[BEGIN]
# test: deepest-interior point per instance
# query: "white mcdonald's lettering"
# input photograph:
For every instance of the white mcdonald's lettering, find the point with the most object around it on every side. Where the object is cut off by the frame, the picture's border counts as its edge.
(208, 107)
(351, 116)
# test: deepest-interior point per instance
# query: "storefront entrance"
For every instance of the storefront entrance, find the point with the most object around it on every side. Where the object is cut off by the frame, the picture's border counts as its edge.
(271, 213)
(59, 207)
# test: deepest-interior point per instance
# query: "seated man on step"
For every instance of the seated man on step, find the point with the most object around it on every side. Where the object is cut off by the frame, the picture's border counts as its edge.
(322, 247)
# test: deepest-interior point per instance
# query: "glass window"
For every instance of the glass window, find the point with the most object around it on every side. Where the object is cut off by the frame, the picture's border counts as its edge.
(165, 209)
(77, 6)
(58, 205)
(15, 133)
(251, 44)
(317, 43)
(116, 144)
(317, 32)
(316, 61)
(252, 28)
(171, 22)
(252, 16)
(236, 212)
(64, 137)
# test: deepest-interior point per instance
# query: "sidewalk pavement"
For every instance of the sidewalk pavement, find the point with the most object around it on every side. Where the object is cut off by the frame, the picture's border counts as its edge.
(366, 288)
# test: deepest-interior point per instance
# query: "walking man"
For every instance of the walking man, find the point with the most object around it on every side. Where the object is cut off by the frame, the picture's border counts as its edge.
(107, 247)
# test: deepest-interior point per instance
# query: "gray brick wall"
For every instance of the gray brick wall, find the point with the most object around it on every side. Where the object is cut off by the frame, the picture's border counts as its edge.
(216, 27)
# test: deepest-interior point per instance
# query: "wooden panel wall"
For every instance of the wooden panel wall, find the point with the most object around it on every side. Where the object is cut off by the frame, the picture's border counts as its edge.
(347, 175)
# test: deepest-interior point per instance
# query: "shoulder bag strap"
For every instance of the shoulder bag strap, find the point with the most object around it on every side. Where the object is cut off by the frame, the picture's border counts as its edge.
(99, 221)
[END]
_Problem requirements_
Go through the data and return every record exactly.

_Response to the exercise_
# test: deepest-interior point per instance
# query: "white mcdonald's lettering"
# input photograph:
For every instance of the white mcdonald's lettering, find the point with the most object around it on every side. Where the object is cut off by the frame, the picture's border counts as its edge.
(208, 107)
(351, 116)
# test: deepest-interior point per instance
# query: "storefront entrance"
For every instance of the storefront entrance, find the point with the most object around it on every side. Where the object is cut off by the frame, the picture's border counts as its edge.
(271, 213)
(59, 207)
# test: deepest-interior point per instance
# query: "seated man on step"
For every instance of the seated man on step, find the point with the most object around it on every side. Where the object is cut off by the frame, the picture's border counts as its edge.
(322, 247)
# test: deepest-interior point per instance
# query: "glass window"
For every instance of the glass window, find the point with the most object around it on every side. Where the object is cut off by the frame, the picture's border counts as its edge.
(165, 209)
(77, 6)
(58, 205)
(15, 133)
(251, 44)
(317, 43)
(116, 144)
(317, 32)
(316, 61)
(252, 28)
(171, 22)
(252, 16)
(236, 212)
(64, 137)
# test: deepest-interior point per instance
# query: "sidewalk pavement"
For every instance of the sidewalk pavement, find the point with the most object around it on every side. Where the object is cut off by the frame, the picture's border counts as its edge.
(366, 288)
# test: deepest-interior point per instance
# query: "walking man"
For every instance of the walking man, find the point with the most object around it on every side. Where the object is cut off by the frame, the picture's border counts as its edge.
(107, 247)
# test: deepest-interior point per instance
# query: "gray brick wall"
For every instance of the gray brick wall, find the point with the most object around it on every side. Where the object is cut off by the frame, the picture's border counts as its edge.
(216, 27)
# test: deepest-interior point per instance
# query: "wooden panel wall"
For every instance of the wooden panel wall, find the point with the most object around it on every side. Where the object is cut off by the frame, the picture's border counts as its edge.
(347, 175)
# test: deepest-interior point per instance
# query: "shoulder bag strap"
For every instance of the shoulder bag strap, find the point with the most object around it on every side. Where the object is cut off by the frame, the picture's border counts as its edge.
(99, 221)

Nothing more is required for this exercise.